» **Task details**: Render every line of the data below as a JSON array of strings, one string per line, omitting blank lines.

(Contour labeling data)
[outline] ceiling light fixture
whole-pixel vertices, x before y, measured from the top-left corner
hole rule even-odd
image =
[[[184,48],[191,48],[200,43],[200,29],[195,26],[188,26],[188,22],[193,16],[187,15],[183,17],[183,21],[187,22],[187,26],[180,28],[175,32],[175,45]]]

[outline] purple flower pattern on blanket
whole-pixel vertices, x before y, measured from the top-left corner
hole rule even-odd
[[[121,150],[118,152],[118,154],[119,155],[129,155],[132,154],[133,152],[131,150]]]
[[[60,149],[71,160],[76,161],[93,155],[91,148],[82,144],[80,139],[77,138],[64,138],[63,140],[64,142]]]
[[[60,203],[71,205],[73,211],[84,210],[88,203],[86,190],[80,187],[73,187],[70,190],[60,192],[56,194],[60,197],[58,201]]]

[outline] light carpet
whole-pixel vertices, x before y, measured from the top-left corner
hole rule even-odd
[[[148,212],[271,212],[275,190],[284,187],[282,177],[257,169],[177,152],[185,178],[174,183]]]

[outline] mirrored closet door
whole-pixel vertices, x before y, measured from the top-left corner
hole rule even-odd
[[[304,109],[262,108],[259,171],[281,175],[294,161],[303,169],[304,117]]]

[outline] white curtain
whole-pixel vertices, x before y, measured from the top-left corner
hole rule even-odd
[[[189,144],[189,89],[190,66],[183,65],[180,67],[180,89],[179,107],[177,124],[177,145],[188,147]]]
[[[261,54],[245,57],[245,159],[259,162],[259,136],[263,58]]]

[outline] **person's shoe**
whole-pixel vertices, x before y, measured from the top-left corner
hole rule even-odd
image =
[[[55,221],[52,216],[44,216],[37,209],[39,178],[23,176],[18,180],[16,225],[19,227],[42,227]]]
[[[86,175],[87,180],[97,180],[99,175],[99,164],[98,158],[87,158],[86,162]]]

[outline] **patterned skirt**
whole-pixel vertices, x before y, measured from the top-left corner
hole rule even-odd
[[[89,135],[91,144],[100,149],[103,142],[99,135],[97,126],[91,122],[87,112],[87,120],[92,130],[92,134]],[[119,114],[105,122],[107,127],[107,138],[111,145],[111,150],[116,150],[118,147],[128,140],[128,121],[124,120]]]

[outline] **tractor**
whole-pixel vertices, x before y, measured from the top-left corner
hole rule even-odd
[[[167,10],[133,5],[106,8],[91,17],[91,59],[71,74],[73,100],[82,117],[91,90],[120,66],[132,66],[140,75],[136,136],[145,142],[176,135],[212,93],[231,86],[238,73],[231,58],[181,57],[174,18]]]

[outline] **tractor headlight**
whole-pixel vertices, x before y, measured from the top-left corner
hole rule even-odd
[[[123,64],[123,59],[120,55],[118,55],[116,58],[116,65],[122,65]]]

» **Problem solution**:
[
  "[outline] ceiling light fixture",
  "whole-pixel vertices, x before y, measured from the top-left corner",
  "hole rule even-odd",
  "image =",
  "[[[184,48],[191,48],[200,43],[200,29],[195,26],[188,26],[188,22],[193,16],[187,15],[183,17],[183,21],[187,22],[187,26],[180,28],[175,32],[175,45]]]",
  "[outline] purple flower pattern on blanket",
  "whole-pixel vertices, x before y, measured from the top-left corner",
  "hole rule even-odd",
  "[[[121,150],[118,152],[118,154],[119,155],[129,155],[132,154],[133,152],[131,150]]]",
  "[[[60,149],[71,160],[76,161],[93,155],[91,148],[82,144],[80,139],[77,138],[64,138],[63,140],[64,142]]]",
  "[[[60,203],[71,205],[73,211],[84,210],[88,203],[86,190],[80,187],[73,187],[70,190],[60,192],[56,194],[60,197],[58,201]]]",
  "[outline] light carpet",
  "whole-pixel vertices, x before y, measured from the top-left corner",
  "hole rule even-odd",
  "[[[148,212],[271,212],[275,190],[284,187],[282,177],[257,169],[177,152],[185,178],[174,183]]]",
  "[outline] mirrored closet door",
  "whole-pixel vertices, x before y, measured from the top-left corner",
  "hole rule even-odd",
  "[[[304,109],[262,108],[259,171],[281,175],[294,161],[303,169],[304,117]]]",
  "[outline] white curtain",
  "whole-pixel vertices, x before y, measured from the top-left corner",
  "hole rule even-odd",
  "[[[189,144],[189,89],[190,66],[183,65],[180,67],[180,89],[179,107],[177,124],[177,145],[188,147]]]",
  "[[[261,54],[245,57],[245,159],[259,162],[259,136],[263,58]]]",
  "[outline] **person's shoe**",
  "whole-pixel vertices, x before y, measured from the top-left corner",
  "hole rule even-odd",
  "image =",
  "[[[55,221],[52,216],[44,216],[37,209],[39,178],[23,176],[18,180],[16,225],[19,227],[42,227]]]",
  "[[[86,175],[87,180],[97,180],[99,175],[99,164],[98,158],[87,158],[86,162]]]",
  "[outline] **patterned skirt**",
  "whole-pixel vertices, x before y, measured from the top-left corner",
  "hole rule even-odd",
  "[[[89,135],[91,144],[100,149],[103,142],[99,135],[97,126],[91,122],[87,112],[87,120],[92,130],[92,134]],[[119,114],[105,122],[107,127],[107,138],[111,145],[111,150],[116,150],[118,147],[128,140],[128,121],[124,120]]]",
  "[outline] **tractor**",
  "whole-pixel vertices, x before y, measured from the top-left corner",
  "hole rule even-odd",
  "[[[167,10],[133,5],[106,8],[91,17],[91,59],[71,74],[73,100],[82,117],[91,90],[120,66],[132,66],[140,75],[136,136],[145,142],[176,135],[212,93],[231,86],[238,73],[231,58],[181,57],[174,18]]]",
  "[outline] **tractor headlight**",
  "whole-pixel vertices, x before y, measured from the top-left corner",
  "hole rule even-odd",
  "[[[123,64],[123,59],[120,55],[118,55],[116,58],[116,65],[122,65]]]"
]